### READING TEXT
(begin)

Minimum detectable effect (MDE)

The distribution of minimum detectable effects at 90% power is plotted below with a mean of 11.3% and a median of 6% lift.

Distribution of minimum detectable effects
Distribution of minimum detectable effects

Two thirds of all tests had a minimum detectable effect below 10% lift, which is significantly more than the roughly one quarter of tests with such parameters in the previous meta analysis [1]. The median of 6% means that half of tests had an MDE below 6% relative lift. It is probably an effect of both the guidance of the wizard and the experience of the practitioners using the tool. There is the obvious difficulty of untangling the two with just the data at hand.

The above numbers can be interpreted as tentatively supporting the conclusion that at least some of the unrealistic MDEs observed in the 2018 meta analysis [1] were linked to unaccounted peeking.

In any case, these are highly encouraging numbers, especially in light of findings in the following section.

Outcome statistics

Lift estimates are the simple unbiased maximum likelihood estimator for fixed-sample tests, and a bias-reduced maximum likelihood estimator for sequential tests.

Percentage of positive outcomes

About 33.5% of all A/B tests have a statistically significant outcome in which a variant outperformed the control. This is higher than the 27% observed in the previous meta analysis [1], and in the upper range of industry averages reported in an overview by Kohavi, Tang, and Xu (2020), page 112 [2]. Given that there is no outcome bias in the inclusion criteria for this meta analysis, this number can be viewed as evidence for the relatively higher quality of the tested ideas and their implementation (a.k.a. interventions).

(end)

Pick up the A/B test meta-analysis text after its last sentence and keep writing it.

### RECORD EXTRACTS
(begin)

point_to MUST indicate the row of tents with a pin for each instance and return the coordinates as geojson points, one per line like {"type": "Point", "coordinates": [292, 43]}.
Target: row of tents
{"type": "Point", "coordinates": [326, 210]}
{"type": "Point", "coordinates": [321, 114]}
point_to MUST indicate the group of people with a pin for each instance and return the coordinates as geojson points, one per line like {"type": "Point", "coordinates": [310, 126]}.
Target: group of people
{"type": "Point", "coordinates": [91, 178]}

(end)

### IN RESPONSE
This high proportion of ‘winners’ is not entirely surprising given the known profile of the users of Analytics Toolkit in which advanced and expert CRO practitioners are overrepresented. It shows the value of accumulated knowledge and experience and likely means that these professionals are better at filtering out poor ideas and/or is indicative of the sway they have over decision-makers regarding what ideas reach the testing phase.

Lift estimates

Distribution of lift estimates
Distribution of lift estimates

Despite the optimistic number above, one way to interpret the lift estimates of all A/B tests conducted is as showing limited ability of this elite cohort of professionals to generate and implement ideas which bring significant value to an online business. The median lift estimate is just 0.08%, whereas the mean is 2.08% (standard error is 0.552%). This means that nearly half of the tested interventions have no impact or a negative impact. Even among the positive estimated lifts the majority are below 10%. On the flip side, the majority of negative estimated effects also have an impact of less than 10%.

Distribution of lift estimates compared to a Normal distribution with the same mean
(courtesy of GIGAcalculator.com)

The lift estimates are decidedly not normally distributed with a p-value < 0.0000001 on all five of the battery of tests supported by GIGAcalculator’s normality test calculator. The tails are quite heavy, with skewness towards the positive end. Estimates around zero are dominating the shape.

The above data reveals that affecting user behavior is hard either way. It is equally as difficult to influence a user to perform a desirable action as it is to sway them away from a goal they are intent on achieving. Nevertheless, the positive median and mean reflect that tested interventions have a better than coin flip probability of having a positive effect, with the difference from zero being statistically significant (p = 0.000084; H0: %lift ≤ 0) with the relevant 95% interval spanning [1.172%, +∞).

Lift estimates of the best variants of statistically significant tests
Lift estimates of the best variants of statistically significant tests

Of the statistically significant positive outcomes, the median lift estimate is a respectable 7.5% whereas the mean is a whopping 15.9%! The standard deviation is 19.76%, with confidence intervals for the mean as follows: 95%CI [13.76%, 17.98%]; one-sided 95%CI [14.1%, +∞). This means that tests with ‘winning’ variants are likely bringing significant value to the businesses.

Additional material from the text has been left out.